##### Extract to read #####

Today I am going to talk about an AI model that I have been enjoying lately known as Dall-E mini. There is a new version from OpenAI group that is already in place called Dall-E 2. This is currently invitation only and there is apparently a long waitlist to get a chance to peek at it.
History
Early 2021, OpenAI group created an AI framework called Dall-E to generate images from text. You can find more details about the project here. This project is recognized as one of the most ground breaking projects in the area of computer vision. However one of the key problems with this model was that it needed very powerful GPU with significant memory to work properly. The Craiyon team led by Boris Dayma in collaboration with Hugging Face came up with a lighter model and named it Dalle-E mini. They built the entire model in couple of months and demoed in July 2021. Since this is not OpenAI version, to eliminate confusion, they renamed it to Craiyon.

#####

- Problem description: Extend the post on Dall-E mini and Craiyon, starting after its final sentence. The listing that follows is drawn from a separate source.

##### Supplied entries #####

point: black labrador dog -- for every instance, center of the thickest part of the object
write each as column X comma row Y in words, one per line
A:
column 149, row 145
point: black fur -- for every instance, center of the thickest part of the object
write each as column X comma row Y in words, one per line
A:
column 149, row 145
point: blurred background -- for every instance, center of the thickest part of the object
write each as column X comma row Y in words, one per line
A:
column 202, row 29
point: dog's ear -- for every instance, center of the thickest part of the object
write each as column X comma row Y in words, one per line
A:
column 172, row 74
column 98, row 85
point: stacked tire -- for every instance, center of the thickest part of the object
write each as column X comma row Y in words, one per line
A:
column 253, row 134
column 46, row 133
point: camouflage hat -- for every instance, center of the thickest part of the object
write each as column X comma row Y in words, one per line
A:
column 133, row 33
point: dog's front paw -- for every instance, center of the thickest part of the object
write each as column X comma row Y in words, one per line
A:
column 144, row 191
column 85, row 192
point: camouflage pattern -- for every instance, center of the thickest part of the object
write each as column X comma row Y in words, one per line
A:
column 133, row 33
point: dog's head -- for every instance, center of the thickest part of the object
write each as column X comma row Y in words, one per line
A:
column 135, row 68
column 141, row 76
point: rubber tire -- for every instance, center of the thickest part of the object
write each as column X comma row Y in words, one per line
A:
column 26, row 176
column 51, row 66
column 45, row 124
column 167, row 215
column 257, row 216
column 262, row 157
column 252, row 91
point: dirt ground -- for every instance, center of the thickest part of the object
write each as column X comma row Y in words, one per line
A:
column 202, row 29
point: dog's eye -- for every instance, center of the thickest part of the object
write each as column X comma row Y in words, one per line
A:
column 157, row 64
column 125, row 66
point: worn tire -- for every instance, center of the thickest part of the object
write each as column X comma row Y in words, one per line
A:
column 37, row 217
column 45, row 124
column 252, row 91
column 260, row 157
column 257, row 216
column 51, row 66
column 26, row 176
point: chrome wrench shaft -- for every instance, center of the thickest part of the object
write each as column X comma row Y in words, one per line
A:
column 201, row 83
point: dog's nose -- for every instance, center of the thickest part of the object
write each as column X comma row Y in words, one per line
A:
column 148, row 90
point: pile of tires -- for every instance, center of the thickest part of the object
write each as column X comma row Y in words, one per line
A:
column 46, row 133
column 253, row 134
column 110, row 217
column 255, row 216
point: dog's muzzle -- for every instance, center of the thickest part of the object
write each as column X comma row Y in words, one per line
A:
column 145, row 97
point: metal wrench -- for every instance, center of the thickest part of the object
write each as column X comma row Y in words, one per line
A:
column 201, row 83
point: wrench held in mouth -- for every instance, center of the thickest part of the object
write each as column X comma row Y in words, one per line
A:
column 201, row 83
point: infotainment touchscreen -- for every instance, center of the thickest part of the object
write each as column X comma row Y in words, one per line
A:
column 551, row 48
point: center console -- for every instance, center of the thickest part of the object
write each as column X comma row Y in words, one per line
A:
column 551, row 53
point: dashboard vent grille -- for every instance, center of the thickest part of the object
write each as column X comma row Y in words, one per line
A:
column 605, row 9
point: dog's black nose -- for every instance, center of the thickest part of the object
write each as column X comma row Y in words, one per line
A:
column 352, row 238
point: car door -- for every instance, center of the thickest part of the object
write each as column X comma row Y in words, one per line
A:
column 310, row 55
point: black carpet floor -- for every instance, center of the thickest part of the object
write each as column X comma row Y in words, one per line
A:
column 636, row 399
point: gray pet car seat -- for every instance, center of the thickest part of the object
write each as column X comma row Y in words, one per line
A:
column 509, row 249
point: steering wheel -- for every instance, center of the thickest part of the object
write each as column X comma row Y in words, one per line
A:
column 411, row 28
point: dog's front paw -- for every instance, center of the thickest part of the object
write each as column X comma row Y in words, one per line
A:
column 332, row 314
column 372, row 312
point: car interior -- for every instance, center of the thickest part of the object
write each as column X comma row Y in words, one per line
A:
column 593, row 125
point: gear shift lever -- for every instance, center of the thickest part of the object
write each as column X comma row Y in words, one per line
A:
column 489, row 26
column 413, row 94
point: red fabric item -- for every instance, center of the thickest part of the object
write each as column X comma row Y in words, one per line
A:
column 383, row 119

#####

- Output for this exercise:
Currently there are two different versions of this. One is trained on a much larger dataset and is also called the mega version.
How does it work
Dall-E mini is built on JAX (Just After Execution) which itself is a google research project. JAX does just in time compilations, so it can optimize better giving better performance. You can find a detailed discussion of how Dalle-E mini works here.
I will not go into discussion on details of how the model works, as the link provided above explains the model fully.
Implementation
As mentioned above, Dall-E uses JAX. Since I already had torch installed, I found an implementation that uses torch framework. I used the implementation from github page here. The only third party dependencies used are numpy, requests, pillow and torch. I installed all of these in a python virtual environment using pip. I am listing all packages installed below,
Package Version
------------------ ---------
certifi 2022.6.15
charset-normalizer 2.1.0
idna 3.3
min-dalle 0.2.10
numpy 1.23.0
Pillow 9.2.0
pip 21.2.4
requests 2.28.1
setuptools 58.1.0
torch 1.12.0
typing_extensions 4.3.0
urllib3 1.26.9
This implementation allows you to use both mini and mega version of the model. Following code shows how to initialize the model.
from min_dalle import MinDalle def __init__(self) -> None: self.model = MinDalle(is_mega=True, models_root='./data-mega')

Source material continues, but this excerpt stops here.